To get a my visa extension, I needed to provide two photocopies of the main page of my passport, two photocopies of the passport page containing my entry stamp, two photocopies of my payment receipt, two photocopies of my airline booking showing I was going home at some point and two photocopies of the form I’d just filled out. Oh, and three passport-style headshots. Thankfully, they didn’t need a blood sample, probably because it wouldn’t photocopy well.
Handily, around the corner from the DAS office a manic business centre has established itself where people can photocopy and print documents, access the Internet and have passport photos taken. And if it all gets too much, they can even chill out and have a beer, thus reducing the incidence of bureaucracy-induced homicidal rampages.
I should have gotten some takeway brews because after doing my bit to decimate the Amazon, it was back to the stiflingly hot, airless DAS office to wait. And wait. And wait.
There were only four people ahead of me in the queue but the single bald, glassy-eyed clerk/secret agent wasn’t exactly churning through their applications.
The only other gringos I saw were leaving as I arrived. Everyone else was from countries like Ecuador and Venezuela. One of them had the forethought to bring along a newspaper while others passed the time complaining about the inefficiencies of the department – quietly and in English, presumably so the DAS staff wouldn’t understand them. The woman to my left simply sat there repeatedly muttering “Aye, aye, aye” under her breath.
After about two hours I was second in line and another clerk, a woman with that same blank expression common to frontline public servants across the globe, had joined her comrade processing applications. She seemed to have attracted the fancy of the guy in front of me.
“Would you mind going ahead of me?” he asked.
He explained there were a couple of irregularities on his form that the male clerk might be a stickler on. “That lady doesn’t look like she will be as thorough.”
To me the woman didn’t look any more or less detail-orientated than her colleague. Maybe she was a mate of this bloke’s cousin and this was an example of the department’s reputed corruption? Perhaps he just had a thing for po-faced bureaucrats? Either way, I was happy to save a couple of minutes and jump ahead.
So finally — and with a little trepidation — I approached the counter, my ream of photocopies in hand.
“Necesito un extension por me visa touristica?” I said, wincing at my own awful Spanish.
Obviously used to dealing with my type, the guy nodded and began keying my details into his terminal. The only part that stumped him was my religion.
“What’s ‘agnostico’?” he queried in Spanish. “Is that like Catholic?”

[Natural-language object grounding data]

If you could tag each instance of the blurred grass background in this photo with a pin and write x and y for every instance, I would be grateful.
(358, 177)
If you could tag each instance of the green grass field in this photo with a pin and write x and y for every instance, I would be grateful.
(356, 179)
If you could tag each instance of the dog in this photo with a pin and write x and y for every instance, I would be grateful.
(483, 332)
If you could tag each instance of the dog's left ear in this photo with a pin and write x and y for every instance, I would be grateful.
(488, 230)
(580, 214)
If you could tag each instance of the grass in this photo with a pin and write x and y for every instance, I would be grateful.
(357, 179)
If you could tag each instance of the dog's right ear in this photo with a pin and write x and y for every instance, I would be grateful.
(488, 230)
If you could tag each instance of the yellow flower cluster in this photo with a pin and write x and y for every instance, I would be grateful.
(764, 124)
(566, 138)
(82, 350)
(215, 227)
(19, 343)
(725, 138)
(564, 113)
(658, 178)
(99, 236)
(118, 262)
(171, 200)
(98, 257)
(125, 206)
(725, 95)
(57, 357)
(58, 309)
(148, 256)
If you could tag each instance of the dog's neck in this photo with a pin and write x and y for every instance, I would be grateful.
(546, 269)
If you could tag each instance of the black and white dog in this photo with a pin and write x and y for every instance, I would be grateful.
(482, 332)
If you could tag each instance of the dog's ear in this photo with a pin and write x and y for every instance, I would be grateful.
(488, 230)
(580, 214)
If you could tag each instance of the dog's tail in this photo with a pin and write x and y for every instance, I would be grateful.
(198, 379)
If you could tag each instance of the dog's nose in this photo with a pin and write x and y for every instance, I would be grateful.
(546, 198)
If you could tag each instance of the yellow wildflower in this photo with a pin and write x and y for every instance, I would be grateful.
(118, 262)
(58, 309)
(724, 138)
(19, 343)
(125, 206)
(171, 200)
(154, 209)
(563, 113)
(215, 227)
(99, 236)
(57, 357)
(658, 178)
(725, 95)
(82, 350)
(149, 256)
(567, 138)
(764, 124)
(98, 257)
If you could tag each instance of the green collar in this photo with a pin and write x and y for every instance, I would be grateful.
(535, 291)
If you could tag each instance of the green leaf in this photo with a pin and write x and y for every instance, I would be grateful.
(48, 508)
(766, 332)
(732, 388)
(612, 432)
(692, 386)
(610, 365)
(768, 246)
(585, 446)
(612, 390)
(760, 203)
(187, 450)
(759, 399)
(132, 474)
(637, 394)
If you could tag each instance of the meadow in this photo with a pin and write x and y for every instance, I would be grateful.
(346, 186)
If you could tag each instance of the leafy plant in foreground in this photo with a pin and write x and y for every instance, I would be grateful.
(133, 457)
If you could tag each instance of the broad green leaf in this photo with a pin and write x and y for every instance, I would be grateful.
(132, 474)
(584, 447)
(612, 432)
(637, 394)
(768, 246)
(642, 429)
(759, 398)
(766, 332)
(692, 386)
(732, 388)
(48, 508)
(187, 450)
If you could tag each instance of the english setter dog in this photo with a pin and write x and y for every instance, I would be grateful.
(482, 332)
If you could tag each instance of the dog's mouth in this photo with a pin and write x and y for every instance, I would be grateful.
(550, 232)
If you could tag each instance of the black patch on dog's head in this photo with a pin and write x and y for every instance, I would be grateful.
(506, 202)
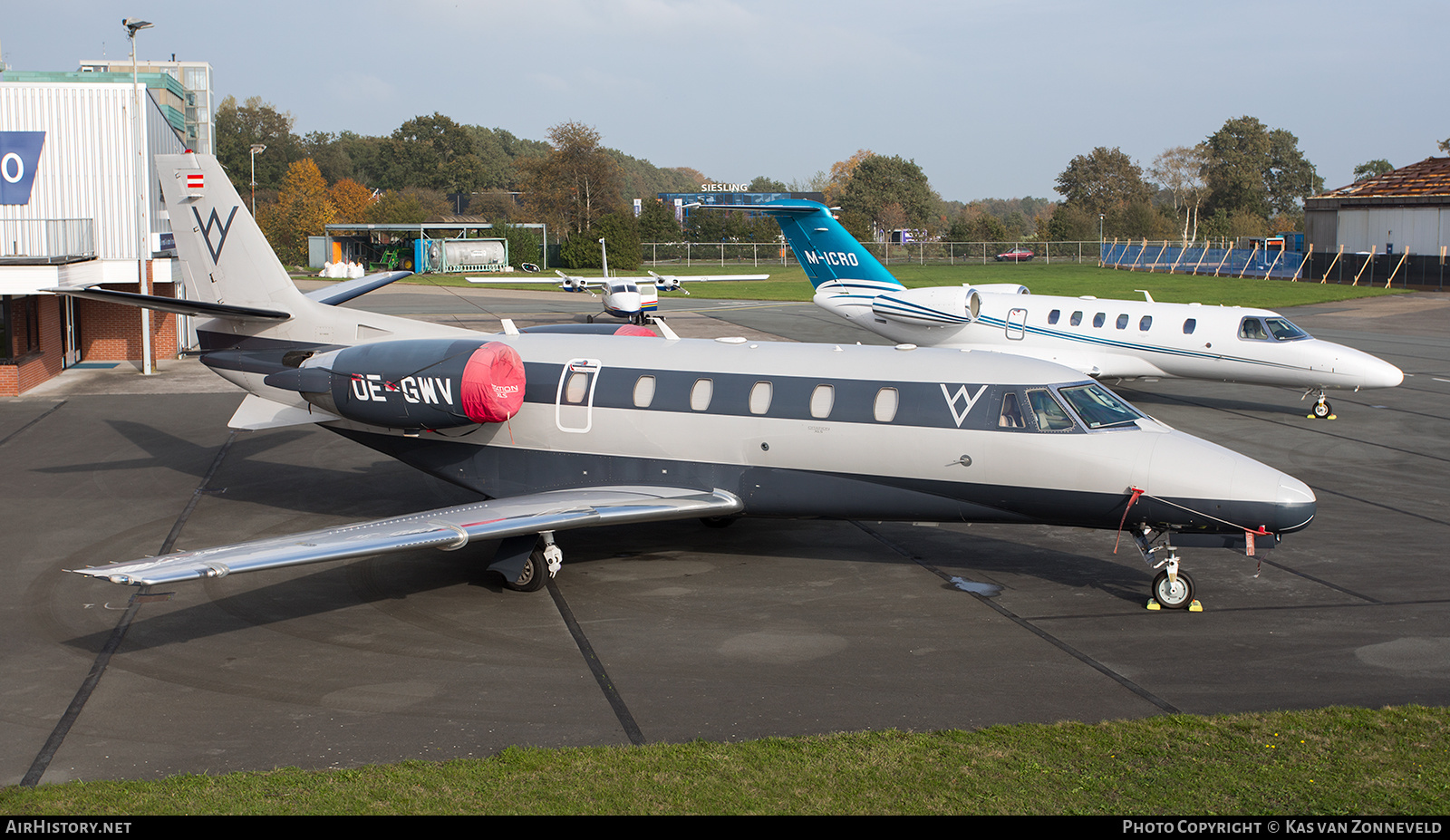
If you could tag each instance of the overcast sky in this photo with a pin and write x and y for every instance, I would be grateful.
(992, 99)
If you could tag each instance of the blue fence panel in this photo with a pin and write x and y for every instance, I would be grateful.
(1200, 260)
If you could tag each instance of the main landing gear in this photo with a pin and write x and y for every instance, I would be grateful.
(1172, 588)
(528, 572)
(1321, 408)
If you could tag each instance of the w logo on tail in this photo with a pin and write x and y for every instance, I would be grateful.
(207, 231)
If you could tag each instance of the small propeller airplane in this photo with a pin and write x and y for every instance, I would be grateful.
(634, 299)
(1108, 340)
(547, 425)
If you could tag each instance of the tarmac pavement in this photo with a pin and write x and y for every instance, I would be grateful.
(673, 632)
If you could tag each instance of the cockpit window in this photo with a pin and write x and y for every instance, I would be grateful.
(1048, 412)
(1098, 407)
(1253, 330)
(1269, 330)
(1283, 331)
(1011, 417)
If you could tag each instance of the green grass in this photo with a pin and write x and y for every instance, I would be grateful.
(1070, 279)
(1323, 762)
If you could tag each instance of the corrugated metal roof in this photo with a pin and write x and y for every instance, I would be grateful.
(1428, 178)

» **EXPLORE THE MATERIAL**
A. Say whether each statement agrees with the visa extension account, answering yes or no and quoting the words that decide it: (i) Four photocopies of the passport's main page were required. (ii) The business center near the DAS office also lets people have a beer. (iii) Five people were ahead of the narrator in the queue.
B. Set down the part of the visa extension account between "The only other" and "front of me.", inclusive.
The items come from a different source than the text.

» **SOLUTIONS TO THE TASKS**
A.
(i) No: "two photocopies of the main page of my passport"
(ii) Yes: "they can even chill out and have a beer"
(iii) No: "There were only four people ahead of me in the queue"

B.
The only other gringos I saw were leaving as I arrived. Everyone else was from countries like Ecuador and Venezuela. One of them had the forethought to bring along a newspaper while others passed the time complaining about the inefficiencies of the department – quietly and in English, presumably so the DAS staff wouldn’t understand them. The woman to my left simply sat there repeatedly muttering “Aye, aye, aye” under her breath.
After about two hours I was second in line and another clerk, a woman with that same blank expression common to frontline public servants across the globe, had joined her comrade processing applications. She seemed to have attracted the fancy of the guy in front of me.